TEXTO SELECCIONADO
El reporte oficial estableció que Luis Eduardo fue hallado muerto por heridas de arma de fuego a orilla de la carretera entre las haciendas La Magdalena y El Cortijo. Los ilegales se llevaron la moto pero le dejaron su celular y unos pesos que llevaba en el bolsillo. Quedó sobre el bulto de arroz que pretendía trillar.
***
En el refugio temporal, el niño Jacinto le preguntó a su padre por qué tenían que salir huyendo, otra vez, en medio de la noche, “si nosotros somos buenos y no le hacemos daño a nadie”. Con una repuesta apretujándole la garganta, Antonio, el padre de este chiquillo que juega fútbol como un profesional pero sueña con ser veterinario, quiso disimular sus lágrimas.
“No llores, papi, salimos de la finca pero gracias a Dios tengo a mi perro”, le respondió el pequeño a su padre, un campesino dedicado a trabajar en la plantación de caucho ubicada a menos de 100 metros de su parcela, en la vereda San Antonio, corregimiento el 12, municipio de Tarazá, en el Bajo Cauca antioqueño.
Antonio, su esposa y Jacinto salieron de su vereda el pasado 7 de diciembre, cuando seis hombres armados, vestidos de negro para camuflarse con la noche y armados con fusiles y pistolas, irrumpieron en el territorio, y como en los tiempos más aciagos del paramilitarismo, sacaron a los campesinos José Albeiro Villada Linares, de 33 años, Germán de Jesús Betancur López, de 31 y Remberto Lucas Flórez de sus viviendas y los llevaron a la cancha. Allí los hicieron acostar uno al lado del otro y los fusilaron contra el piso.
En su recorrido de la muerte, los hombres armados llegaron al comedor estudiantil donde otras familias encendían velitas. Hicieron acostar a todos los hombres en el piso y mandaron a uno de los niños que estaba en el comedor a quitarles los celulares. “Nos dijeron que no nos moviéramos, que ya venían a conversar con nosotros”, cuenta uno de los sobrevivientes, y los vieron subir a la cancha. Agazapados bajo las mesas, escucharon como los disparos rompían en el silencio del cañón. Se echaron a correr.
Los armados regresaron y cuando no vieron a nadie en el comedor, tiraron una granada que dañó el techo y dispararon contra las paredes. Con la rabia al sentirse burlados, los hombres armados llegaron hasta la casa de Antonio, donde daban la bienvenida a la Navidad cenando un plato de sancocho de gallina, y empezaron a disparar.

TRABAJO PENDIENTE
**a.** Según el texto seleccionado, ¿en qué fecha salieron de su vereda Antonio, su esposa y Jacinto?
**b.** Por favor, transcribe sin cambios el fragmento del texto seleccionado que comienza con "Los armados regresaron" y sigue hasta "empezaron a disparar.".

DATOS DE ORIGEN

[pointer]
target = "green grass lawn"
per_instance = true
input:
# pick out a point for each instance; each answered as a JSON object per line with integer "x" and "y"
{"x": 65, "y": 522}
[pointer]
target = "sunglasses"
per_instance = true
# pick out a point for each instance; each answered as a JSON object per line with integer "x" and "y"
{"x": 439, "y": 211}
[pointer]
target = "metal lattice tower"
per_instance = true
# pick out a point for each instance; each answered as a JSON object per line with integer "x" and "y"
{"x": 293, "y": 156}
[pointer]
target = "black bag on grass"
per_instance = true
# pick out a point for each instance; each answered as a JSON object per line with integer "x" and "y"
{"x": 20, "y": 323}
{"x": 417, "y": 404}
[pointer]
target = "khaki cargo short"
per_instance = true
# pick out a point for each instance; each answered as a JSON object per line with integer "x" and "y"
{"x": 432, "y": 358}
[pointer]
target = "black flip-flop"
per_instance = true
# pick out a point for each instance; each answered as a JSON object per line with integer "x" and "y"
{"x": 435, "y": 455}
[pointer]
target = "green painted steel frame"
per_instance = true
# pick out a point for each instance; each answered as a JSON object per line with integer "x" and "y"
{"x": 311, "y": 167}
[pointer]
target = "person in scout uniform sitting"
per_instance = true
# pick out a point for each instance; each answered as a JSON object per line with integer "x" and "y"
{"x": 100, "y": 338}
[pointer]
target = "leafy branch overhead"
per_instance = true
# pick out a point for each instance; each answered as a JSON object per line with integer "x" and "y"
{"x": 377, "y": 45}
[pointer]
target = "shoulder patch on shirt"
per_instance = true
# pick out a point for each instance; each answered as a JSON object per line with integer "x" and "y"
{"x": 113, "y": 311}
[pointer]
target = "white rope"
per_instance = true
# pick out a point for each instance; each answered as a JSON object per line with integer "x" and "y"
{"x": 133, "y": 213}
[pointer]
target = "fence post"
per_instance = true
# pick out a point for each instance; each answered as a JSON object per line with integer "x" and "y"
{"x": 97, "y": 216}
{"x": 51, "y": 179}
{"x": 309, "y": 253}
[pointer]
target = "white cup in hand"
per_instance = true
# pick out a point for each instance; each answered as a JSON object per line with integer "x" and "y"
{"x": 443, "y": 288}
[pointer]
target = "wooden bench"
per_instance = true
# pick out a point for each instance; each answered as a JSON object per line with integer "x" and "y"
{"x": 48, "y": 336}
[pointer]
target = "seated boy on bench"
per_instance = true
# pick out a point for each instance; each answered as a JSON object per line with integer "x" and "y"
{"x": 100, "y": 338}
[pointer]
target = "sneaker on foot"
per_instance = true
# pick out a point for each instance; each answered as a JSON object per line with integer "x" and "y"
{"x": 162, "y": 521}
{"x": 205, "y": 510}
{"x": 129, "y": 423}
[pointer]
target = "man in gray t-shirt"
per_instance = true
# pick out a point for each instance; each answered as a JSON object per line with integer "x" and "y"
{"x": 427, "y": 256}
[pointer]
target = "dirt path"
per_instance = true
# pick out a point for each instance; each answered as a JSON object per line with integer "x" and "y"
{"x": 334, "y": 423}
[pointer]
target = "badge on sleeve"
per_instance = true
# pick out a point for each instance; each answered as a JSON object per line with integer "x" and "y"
* * *
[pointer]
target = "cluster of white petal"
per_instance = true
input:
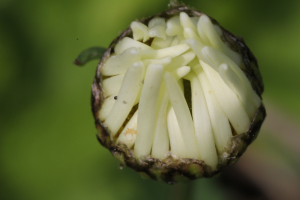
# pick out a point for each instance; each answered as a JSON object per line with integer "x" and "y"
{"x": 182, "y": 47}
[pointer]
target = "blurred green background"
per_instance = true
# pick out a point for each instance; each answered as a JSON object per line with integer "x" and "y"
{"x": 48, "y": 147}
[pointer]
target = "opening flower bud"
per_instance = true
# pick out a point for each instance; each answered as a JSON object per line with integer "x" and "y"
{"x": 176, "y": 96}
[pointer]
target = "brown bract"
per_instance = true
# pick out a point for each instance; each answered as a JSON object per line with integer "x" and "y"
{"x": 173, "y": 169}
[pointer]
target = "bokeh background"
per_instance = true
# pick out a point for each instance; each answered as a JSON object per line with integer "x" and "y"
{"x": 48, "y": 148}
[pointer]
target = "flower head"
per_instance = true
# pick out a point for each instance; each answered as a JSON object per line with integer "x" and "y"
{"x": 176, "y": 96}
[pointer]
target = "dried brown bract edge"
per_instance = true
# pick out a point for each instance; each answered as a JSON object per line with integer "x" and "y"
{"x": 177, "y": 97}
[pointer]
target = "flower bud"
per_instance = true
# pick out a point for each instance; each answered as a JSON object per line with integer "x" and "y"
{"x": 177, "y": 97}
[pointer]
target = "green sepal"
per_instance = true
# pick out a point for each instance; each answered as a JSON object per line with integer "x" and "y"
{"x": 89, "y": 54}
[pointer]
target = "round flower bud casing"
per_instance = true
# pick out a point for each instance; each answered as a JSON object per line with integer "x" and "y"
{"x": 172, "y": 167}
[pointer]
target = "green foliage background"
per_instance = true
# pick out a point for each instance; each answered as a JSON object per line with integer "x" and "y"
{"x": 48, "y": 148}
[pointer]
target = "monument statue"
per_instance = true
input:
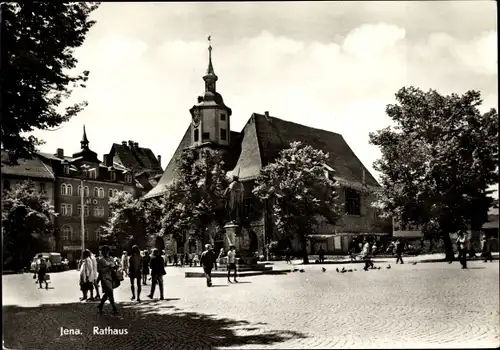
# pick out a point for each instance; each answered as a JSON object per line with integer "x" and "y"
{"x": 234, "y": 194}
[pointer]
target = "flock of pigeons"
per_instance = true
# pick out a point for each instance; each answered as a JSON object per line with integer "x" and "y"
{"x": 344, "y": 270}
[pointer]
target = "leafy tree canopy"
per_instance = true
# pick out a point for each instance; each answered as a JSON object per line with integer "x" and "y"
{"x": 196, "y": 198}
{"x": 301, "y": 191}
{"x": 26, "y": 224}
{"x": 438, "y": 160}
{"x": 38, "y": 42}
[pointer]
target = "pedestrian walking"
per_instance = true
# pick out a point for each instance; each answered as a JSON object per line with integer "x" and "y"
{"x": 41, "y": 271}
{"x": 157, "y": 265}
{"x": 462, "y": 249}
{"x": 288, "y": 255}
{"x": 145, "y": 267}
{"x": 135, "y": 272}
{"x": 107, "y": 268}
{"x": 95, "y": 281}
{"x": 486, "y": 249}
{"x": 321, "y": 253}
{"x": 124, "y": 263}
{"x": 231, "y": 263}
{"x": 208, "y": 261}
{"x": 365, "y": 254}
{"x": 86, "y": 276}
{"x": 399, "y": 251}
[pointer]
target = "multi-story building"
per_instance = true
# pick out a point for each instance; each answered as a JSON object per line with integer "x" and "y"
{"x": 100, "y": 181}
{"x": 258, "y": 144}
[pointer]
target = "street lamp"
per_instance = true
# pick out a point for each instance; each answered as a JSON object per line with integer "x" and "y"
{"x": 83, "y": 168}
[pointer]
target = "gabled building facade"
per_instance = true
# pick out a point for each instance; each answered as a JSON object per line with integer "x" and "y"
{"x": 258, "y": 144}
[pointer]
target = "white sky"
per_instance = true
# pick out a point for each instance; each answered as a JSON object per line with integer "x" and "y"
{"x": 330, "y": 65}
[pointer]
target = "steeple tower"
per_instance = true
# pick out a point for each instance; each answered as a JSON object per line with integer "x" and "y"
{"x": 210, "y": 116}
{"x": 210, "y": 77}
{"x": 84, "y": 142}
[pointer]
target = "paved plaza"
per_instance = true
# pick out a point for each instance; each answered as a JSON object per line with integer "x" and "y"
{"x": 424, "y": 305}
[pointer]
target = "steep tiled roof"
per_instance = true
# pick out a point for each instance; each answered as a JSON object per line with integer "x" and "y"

LISTA DE RESPUESTAS
**a.** El 7 de diciembre.

**b.**
Los armados regresaron y cuando no vieron a nadie en el comedor, tiraron una granada que dañó el techo y dispararon contra las paredes. Con la rabia al sentirse burlados, los hombres armados llegaron hasta la casa de Antonio, donde daban la bienvenida a la Navidad cenando un plato de sancocho de gallina, y empezaron a disparar.